STATED EXERCISE A
List every row below that contains the string "blurred".

There is a list of definitions discussed so far in this site.

There is a list of propositions discussed so far in this site.


Main Body


1: Structured Description


Here is the rules of Structured Description.

Entities:
\(T\): \(\in \{\text{ the locally path-connected topological spaces }\}\)
\(C\): \(\in \{\text{ the path-connected components of } T\}\)
\(C'\): \(\in \{\text{ the connected components of } T\}\), such that \(c \in C'\) for any fixed \(c \in C\)
//

Statements:
\(C = C'\)
//


2: Note


\(C'\) is uniquely determined, by this proposition, because for any other \(\widetilde{C'}\) taken based on \(\widetilde{c} \in C\), \(C = \widetilde{C'}\) means that \(c \in \widetilde{C'}\), so, \(\widetilde{C'}\) is the connected component such that \(c \in \widetilde{C'}\), which is \(C'\).


3: Proof


Whole Strategy: Step 1: see that \(C \subseteq C'\); Step 2: suppose that \(C \subset C'\), and find a contradiction.

Step 1:

\(C \subseteq C'\), by the proposition that for any topological space, any path-connected component is contained in the corresponding connected component.

Step 2:

Let us suppose that \(C \subset C'\).

STATED EXERCISE B
Reproduce verbatim everything in the passage on path-connected components from "Here is the" down to "fixed \(c \in C\)".

INFORMATION SUPPLIED
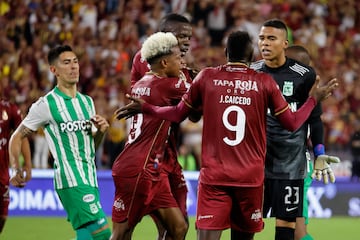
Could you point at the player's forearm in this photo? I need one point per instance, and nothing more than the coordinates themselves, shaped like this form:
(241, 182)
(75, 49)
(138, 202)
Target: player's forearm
(293, 120)
(171, 113)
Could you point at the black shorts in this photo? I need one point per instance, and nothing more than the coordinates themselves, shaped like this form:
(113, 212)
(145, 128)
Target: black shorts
(283, 198)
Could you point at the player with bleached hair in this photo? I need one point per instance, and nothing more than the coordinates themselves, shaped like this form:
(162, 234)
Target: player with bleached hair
(141, 184)
(181, 28)
(234, 100)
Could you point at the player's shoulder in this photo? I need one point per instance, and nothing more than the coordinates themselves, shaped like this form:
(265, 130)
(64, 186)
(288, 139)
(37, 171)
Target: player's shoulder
(299, 67)
(257, 65)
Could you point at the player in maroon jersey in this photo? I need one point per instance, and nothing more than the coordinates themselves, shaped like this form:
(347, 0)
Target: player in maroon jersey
(234, 99)
(141, 187)
(10, 118)
(181, 28)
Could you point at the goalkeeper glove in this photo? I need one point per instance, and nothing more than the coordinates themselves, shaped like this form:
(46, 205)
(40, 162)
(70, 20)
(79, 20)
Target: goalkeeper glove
(322, 165)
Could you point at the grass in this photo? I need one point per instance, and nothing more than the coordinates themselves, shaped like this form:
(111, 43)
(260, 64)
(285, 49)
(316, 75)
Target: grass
(56, 228)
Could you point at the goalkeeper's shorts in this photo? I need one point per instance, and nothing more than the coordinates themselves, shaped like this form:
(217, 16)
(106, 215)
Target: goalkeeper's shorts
(283, 198)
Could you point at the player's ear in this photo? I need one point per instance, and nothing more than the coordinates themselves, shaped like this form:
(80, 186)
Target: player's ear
(52, 69)
(286, 44)
(164, 62)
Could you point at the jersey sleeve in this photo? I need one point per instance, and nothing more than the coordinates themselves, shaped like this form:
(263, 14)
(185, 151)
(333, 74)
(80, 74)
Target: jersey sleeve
(277, 102)
(38, 116)
(137, 68)
(193, 97)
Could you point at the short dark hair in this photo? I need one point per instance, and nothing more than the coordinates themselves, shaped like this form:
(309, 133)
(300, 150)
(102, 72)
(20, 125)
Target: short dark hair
(239, 47)
(169, 19)
(55, 52)
(276, 23)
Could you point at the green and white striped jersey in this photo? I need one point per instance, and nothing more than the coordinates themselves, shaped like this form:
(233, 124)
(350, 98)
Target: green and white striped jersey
(68, 130)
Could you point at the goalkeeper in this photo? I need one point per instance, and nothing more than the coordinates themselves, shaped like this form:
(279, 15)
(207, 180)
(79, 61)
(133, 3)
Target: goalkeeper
(286, 162)
(300, 54)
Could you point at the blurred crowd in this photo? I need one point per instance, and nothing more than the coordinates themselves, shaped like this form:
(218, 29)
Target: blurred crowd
(106, 34)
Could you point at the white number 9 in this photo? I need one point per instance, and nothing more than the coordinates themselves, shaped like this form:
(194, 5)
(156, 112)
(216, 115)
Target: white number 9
(238, 128)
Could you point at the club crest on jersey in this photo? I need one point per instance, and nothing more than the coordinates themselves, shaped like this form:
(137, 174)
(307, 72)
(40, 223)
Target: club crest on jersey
(73, 126)
(288, 88)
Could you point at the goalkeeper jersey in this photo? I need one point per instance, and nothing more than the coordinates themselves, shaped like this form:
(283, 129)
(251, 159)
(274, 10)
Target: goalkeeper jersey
(286, 151)
(68, 131)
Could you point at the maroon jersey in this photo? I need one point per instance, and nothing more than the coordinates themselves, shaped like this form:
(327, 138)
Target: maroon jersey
(235, 100)
(148, 135)
(10, 118)
(138, 70)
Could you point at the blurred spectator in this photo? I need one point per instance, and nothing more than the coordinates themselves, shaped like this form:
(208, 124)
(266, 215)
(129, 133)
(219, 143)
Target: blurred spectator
(355, 152)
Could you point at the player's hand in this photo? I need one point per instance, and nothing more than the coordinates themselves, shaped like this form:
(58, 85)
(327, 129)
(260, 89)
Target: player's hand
(18, 180)
(131, 109)
(322, 92)
(322, 168)
(27, 173)
(100, 123)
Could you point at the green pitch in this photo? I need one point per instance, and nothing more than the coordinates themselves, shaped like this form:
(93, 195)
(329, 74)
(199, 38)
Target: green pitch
(41, 228)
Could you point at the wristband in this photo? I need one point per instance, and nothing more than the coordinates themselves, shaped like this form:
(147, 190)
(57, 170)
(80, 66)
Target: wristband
(319, 149)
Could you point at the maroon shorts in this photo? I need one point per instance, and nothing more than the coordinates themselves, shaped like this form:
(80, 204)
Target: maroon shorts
(4, 200)
(138, 196)
(223, 207)
(179, 188)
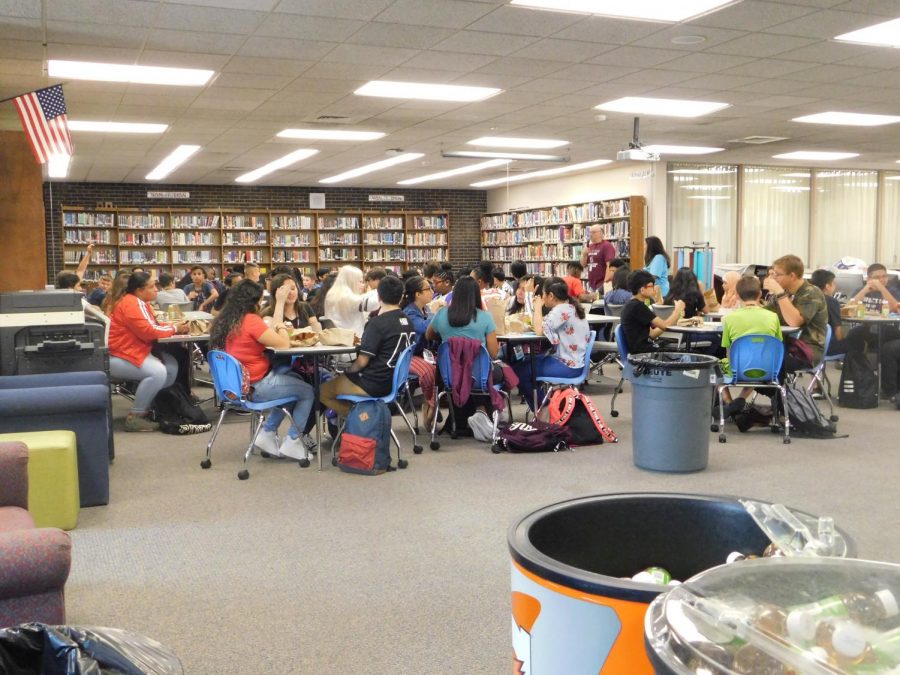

FULL SOLUTION A
Could you point at the blurred crowd in this photo? I need one point per instance, and nothing more than the coordinates themselves, shaped like this form:
Target: blurred crowd
Could you point at the blurred spectator in this photo? I need one point per instance, and nothing more than the coordinates themselves, shaped like this form:
Target: blurred spectator

FULL SOLUTION B
Here is the rules of Structured Description.

Entities:
\(T\): \(\in \{\text{ the locally path-connected topological spaces }\}\)
\(C\): \(\in \{\text{ the path-connected components of } T\}\)
\(C'\): \(\in \{\text{ the connected components of } T\}\), such that \(c \in C'\) for any fixed \(c \in C\)